*** DOCUMENT SEGMENT ***

What is this guideline about?
This guideline makes recommendations on exercise referral schemes to promote physical activity for people aged 19 and older.
NICE has already recommended structured exercise programmes to manage specific health conditions, or for rehabilitation after recovery from a specific condition (see box 1). These include stroke, cardiac and pulmonary rehabilitation programmes. They are outside the scope of this guideline.
Physical activity can play an important role in preventing and managing health conditions such as coronary heart disease, type 2 diabetes, stroke, mental health problems, musculoskeletal conditions and some cancers. It also has a positive effect on wellbeing and mood, providing a sense of achievement or relaxation and release from daily stress. (See Chief Medical Officers' Start active, stay active: report on physical activity from the UK.)
The benefits of physical activity are highlighted in a number of NICE guidelines (see the NICE topic page on physical activity).
The evidence identified specifically looked at exercise referral schemes that try to increase physical activity. The studies included:
people who have an existing health condition (for example, coronary heart disease, diabetes or depression)
people who have other risk factors for disease, such as being overweight or obese, having raised blood pressure or cholesterol levels, or experiencing mild depression, anxiety or stress.
The evidence suggests that these exercise referral schemes have only a marginal added effect relative to other ways of increasing physical activity. (Examples of other approaches include: giving brief advice and providing information about local facilities and opportunities to be physically active.) The economic evaluation suggests that this added benefit was not likely to be a cost effective use of resources.

*** End of DOCUMENT SEGMENT ***
*** ENTRIES SUPPLIED ***

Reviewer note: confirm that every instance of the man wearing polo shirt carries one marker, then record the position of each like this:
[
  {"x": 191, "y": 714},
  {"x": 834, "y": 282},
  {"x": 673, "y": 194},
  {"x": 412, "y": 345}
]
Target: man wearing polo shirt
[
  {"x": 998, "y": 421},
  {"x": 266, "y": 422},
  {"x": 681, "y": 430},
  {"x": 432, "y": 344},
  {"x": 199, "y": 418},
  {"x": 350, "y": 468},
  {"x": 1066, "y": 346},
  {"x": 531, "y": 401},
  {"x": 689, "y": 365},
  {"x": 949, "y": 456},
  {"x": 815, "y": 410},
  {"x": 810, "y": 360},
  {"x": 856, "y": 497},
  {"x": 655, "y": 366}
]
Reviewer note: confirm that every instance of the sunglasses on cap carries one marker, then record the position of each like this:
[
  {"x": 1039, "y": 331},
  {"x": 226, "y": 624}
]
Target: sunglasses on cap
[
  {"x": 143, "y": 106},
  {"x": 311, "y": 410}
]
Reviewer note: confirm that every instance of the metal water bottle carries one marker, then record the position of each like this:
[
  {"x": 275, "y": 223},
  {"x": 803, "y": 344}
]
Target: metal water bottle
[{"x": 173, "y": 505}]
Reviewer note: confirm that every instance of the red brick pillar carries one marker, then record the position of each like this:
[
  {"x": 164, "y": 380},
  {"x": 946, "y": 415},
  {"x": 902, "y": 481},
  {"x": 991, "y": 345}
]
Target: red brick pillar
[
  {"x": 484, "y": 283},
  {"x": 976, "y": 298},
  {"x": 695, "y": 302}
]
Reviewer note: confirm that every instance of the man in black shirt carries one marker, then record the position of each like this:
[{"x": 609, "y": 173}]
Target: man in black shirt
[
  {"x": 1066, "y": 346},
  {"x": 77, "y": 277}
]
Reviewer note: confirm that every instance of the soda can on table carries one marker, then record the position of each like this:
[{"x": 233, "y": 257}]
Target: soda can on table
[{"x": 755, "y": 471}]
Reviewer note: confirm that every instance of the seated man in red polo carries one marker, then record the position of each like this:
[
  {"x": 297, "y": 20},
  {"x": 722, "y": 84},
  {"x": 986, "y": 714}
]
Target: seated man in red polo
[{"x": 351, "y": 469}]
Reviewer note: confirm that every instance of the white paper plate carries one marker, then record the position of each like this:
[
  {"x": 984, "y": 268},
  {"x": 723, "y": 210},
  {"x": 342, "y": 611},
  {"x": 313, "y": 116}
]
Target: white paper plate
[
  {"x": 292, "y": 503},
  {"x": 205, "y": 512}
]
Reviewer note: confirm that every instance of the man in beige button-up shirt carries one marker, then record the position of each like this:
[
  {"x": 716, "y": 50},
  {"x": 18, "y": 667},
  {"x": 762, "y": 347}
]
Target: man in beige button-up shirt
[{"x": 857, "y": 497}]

*** End of ENTRIES SUPPLIED ***

Write out the entire exercise referral guideline overview from above, word for word.

What is this guideline about?
This guideline makes recommendations on exercise referral schemes to promote physical activity for people aged 19 and older.
NICE has already recommended structured exercise programmes to manage specific health conditions, or for rehabilitation after recovery from a specific condition (see box 1). These include stroke, cardiac and pulmonary rehabilitation programmes. They are outside the scope of this guideline.
Physical activity can play an important role in preventing and managing health conditions such as coronary heart disease, type 2 diabetes, stroke, mental health problems, musculoskeletal conditions and some cancers. It also has a positive effect on wellbeing and mood, providing a sense of achievement or relaxation and release from daily stress. (See Chief Medical Officers' Start active, stay active: report on physical activity from the UK.)
The benefits of physical activity are highlighted in a number of NICE guidelines (see the NICE topic page on physical activity).
The evidence identified specifically looked at exercise referral schemes that try to increase physical activity. The studies included:
people who have an existing health condition (for example, coronary heart disease, diabetes or depression)
people who have other risk factors for disease, such as being overweight or obese, having raised blood pressure or cholesterol levels, or experiencing mild depression, anxiety or stress.
The evidence suggests that these exercise referral schemes have only a marginal added effect relative to other ways of increasing physical activity. (Examples of other approaches include: giving brief advice and providing information about local facilities and opportunities to be physically active.) The economic evaluation suggests that this added benefit was not likely to be a cost effective use of resources.